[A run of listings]
--
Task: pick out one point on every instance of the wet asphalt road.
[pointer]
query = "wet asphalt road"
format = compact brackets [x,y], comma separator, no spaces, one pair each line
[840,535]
--
Convert the listing above into a two-column CSV with the headers request and answer. Give one row per request, put each field in double quotes, and replace any line breaks with spaces.

→ ANSWER TO THIS PROBLEM
request,answer
"Task: pick out one point on every instance of the wet asphalt road. [pointer] query = ""wet asphalt road"" format = compact brackets [x,y], comma separator, no spaces, one pair each line","[840,535]"